## WHAT TO PRODUCE
From the line containing "Target: car front bumper" onward, every line of the entries is to be set down exactly, the last line included.

INPUT MATERIAL below:

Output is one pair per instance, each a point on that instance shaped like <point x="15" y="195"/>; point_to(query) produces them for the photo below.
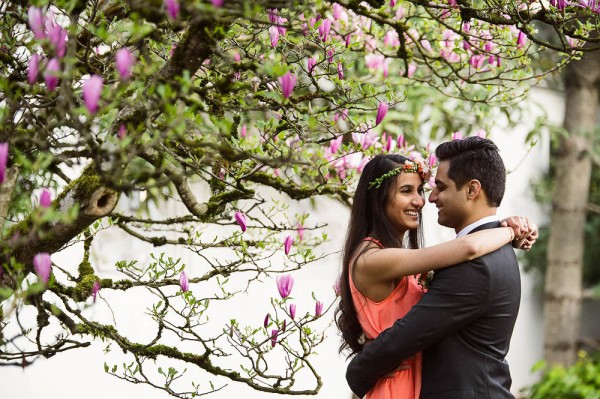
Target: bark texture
<point x="563" y="288"/>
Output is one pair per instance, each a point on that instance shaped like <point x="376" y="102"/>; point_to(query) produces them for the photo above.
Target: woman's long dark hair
<point x="368" y="218"/>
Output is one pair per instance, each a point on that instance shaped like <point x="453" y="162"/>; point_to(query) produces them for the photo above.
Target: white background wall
<point x="80" y="373"/>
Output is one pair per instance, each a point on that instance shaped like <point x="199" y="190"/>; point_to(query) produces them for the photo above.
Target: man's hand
<point x="526" y="232"/>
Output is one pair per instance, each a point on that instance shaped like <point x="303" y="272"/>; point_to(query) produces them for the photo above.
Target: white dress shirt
<point x="472" y="226"/>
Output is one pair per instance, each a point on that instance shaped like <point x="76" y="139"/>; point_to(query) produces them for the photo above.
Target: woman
<point x="378" y="284"/>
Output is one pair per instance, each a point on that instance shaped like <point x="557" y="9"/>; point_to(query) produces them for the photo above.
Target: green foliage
<point x="580" y="381"/>
<point x="536" y="259"/>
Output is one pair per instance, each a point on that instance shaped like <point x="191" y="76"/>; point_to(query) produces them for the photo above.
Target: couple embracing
<point x="448" y="341"/>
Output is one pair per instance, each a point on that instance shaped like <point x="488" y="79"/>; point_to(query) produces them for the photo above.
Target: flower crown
<point x="416" y="163"/>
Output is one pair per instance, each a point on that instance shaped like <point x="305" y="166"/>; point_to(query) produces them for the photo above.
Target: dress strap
<point x="374" y="241"/>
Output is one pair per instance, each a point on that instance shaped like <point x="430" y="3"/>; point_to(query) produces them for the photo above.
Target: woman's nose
<point x="419" y="200"/>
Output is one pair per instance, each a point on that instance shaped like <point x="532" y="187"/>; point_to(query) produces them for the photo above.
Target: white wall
<point x="80" y="373"/>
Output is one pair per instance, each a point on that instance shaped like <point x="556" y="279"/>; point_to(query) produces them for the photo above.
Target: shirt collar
<point x="476" y="224"/>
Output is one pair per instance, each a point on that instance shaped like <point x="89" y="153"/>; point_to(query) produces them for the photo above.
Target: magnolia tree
<point x="217" y="105"/>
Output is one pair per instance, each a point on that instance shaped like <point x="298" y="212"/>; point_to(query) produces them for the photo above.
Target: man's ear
<point x="473" y="189"/>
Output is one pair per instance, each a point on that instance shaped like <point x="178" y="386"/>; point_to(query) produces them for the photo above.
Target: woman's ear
<point x="473" y="189"/>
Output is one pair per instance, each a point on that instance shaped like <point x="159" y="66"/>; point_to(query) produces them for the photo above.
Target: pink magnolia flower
<point x="272" y="13"/>
<point x="337" y="286"/>
<point x="456" y="136"/>
<point x="172" y="8"/>
<point x="324" y="29"/>
<point x="426" y="45"/>
<point x="389" y="144"/>
<point x="318" y="309"/>
<point x="432" y="160"/>
<point x="92" y="88"/>
<point x="400" y="141"/>
<point x="36" y="22"/>
<point x="330" y="54"/>
<point x="51" y="74"/>
<point x="3" y="160"/>
<point x="381" y="112"/>
<point x="240" y="218"/>
<point x="124" y="60"/>
<point x="335" y="144"/>
<point x="183" y="282"/>
<point x="337" y="11"/>
<point x="42" y="265"/>
<point x="122" y="132"/>
<point x="95" y="290"/>
<point x="58" y="37"/>
<point x="45" y="198"/>
<point x="480" y="133"/>
<point x="287" y="82"/>
<point x="285" y="284"/>
<point x="287" y="245"/>
<point x="477" y="60"/>
<point x="560" y="4"/>
<point x="33" y="68"/>
<point x="301" y="231"/>
<point x="274" y="36"/>
<point x="274" y="337"/>
<point x="310" y="64"/>
<point x="449" y="55"/>
<point x="391" y="39"/>
<point x="521" y="38"/>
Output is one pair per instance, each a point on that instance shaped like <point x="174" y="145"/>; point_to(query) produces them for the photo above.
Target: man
<point x="465" y="321"/>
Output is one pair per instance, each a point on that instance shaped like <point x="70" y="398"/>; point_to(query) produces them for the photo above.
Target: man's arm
<point x="456" y="297"/>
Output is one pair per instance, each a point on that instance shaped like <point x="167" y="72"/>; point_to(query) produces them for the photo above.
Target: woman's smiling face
<point x="404" y="205"/>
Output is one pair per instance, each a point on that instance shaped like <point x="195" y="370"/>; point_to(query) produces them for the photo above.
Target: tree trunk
<point x="563" y="288"/>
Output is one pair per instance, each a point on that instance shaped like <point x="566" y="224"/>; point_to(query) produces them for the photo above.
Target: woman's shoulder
<point x="373" y="240"/>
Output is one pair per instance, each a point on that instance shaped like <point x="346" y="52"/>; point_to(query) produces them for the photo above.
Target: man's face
<point x="451" y="203"/>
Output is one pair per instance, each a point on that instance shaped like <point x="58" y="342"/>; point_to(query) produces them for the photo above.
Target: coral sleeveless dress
<point x="374" y="317"/>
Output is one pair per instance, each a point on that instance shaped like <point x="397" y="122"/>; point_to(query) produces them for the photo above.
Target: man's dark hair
<point x="475" y="158"/>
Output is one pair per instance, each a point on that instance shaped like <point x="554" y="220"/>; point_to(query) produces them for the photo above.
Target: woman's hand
<point x="526" y="232"/>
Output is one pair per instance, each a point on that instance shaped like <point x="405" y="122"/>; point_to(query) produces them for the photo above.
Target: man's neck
<point x="475" y="216"/>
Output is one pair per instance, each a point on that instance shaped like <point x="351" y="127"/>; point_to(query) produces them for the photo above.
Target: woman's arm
<point x="389" y="264"/>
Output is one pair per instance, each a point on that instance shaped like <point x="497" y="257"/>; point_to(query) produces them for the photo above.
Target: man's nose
<point x="432" y="196"/>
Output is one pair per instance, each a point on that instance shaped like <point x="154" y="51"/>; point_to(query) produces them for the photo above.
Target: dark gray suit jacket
<point x="463" y="325"/>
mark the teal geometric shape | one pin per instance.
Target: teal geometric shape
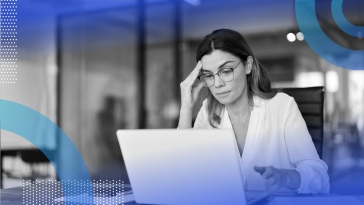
(19, 119)
(342, 22)
(320, 43)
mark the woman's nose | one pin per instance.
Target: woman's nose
(218, 81)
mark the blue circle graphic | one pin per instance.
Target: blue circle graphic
(19, 119)
(345, 25)
(320, 43)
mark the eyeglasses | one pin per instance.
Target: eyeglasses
(226, 75)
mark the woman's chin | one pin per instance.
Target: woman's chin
(223, 101)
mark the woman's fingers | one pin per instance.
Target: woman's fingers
(196, 90)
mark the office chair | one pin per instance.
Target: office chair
(310, 102)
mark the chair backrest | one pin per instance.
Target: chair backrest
(310, 102)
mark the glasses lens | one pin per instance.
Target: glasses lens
(227, 75)
(208, 79)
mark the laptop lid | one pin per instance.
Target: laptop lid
(191, 166)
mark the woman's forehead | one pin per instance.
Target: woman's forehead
(217, 58)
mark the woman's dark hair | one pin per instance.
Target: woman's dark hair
(258, 81)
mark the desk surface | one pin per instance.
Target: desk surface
(14, 196)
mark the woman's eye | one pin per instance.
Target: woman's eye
(226, 71)
(208, 76)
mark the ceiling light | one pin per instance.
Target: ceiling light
(300, 36)
(291, 37)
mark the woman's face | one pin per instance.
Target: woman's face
(226, 92)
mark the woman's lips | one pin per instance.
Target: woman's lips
(223, 94)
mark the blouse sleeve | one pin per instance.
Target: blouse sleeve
(201, 121)
(303, 154)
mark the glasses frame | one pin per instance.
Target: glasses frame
(218, 73)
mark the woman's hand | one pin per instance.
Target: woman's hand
(275, 179)
(189, 93)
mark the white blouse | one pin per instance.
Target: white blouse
(277, 136)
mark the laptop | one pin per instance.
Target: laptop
(176, 167)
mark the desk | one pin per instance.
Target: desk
(14, 196)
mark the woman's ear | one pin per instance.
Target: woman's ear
(249, 65)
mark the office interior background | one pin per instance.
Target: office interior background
(93, 68)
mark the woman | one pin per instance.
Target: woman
(276, 149)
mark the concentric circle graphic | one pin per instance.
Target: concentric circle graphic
(323, 45)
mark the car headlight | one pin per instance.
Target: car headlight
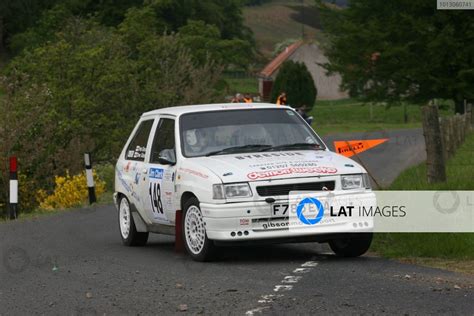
(366, 179)
(235, 190)
(350, 182)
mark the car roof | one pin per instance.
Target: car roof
(179, 110)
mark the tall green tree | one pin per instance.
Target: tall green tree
(295, 79)
(401, 50)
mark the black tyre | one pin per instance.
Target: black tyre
(199, 247)
(354, 245)
(128, 231)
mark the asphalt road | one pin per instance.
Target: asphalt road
(74, 264)
(404, 148)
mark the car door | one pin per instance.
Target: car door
(158, 183)
(130, 165)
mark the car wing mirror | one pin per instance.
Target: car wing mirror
(167, 157)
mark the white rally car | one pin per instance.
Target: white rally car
(228, 169)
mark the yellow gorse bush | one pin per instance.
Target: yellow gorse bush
(69, 191)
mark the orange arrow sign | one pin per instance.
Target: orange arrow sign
(349, 148)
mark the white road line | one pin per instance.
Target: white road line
(279, 288)
(290, 280)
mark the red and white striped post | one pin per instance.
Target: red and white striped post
(90, 178)
(13, 188)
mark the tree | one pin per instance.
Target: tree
(295, 79)
(205, 41)
(85, 90)
(401, 50)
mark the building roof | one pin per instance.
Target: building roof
(178, 110)
(282, 57)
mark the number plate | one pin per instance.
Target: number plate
(279, 210)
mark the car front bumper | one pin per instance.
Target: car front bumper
(243, 221)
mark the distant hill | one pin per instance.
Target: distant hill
(277, 21)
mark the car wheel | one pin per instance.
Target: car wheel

End of INPUT MATERIAL.

## SOLVED PROBLEM
Target: car front bumper
(243, 221)
mark the distant hill | one pin per instance.
Target: distant hill
(277, 21)
mark the car wheel | one pin per instance.
Target: car wheel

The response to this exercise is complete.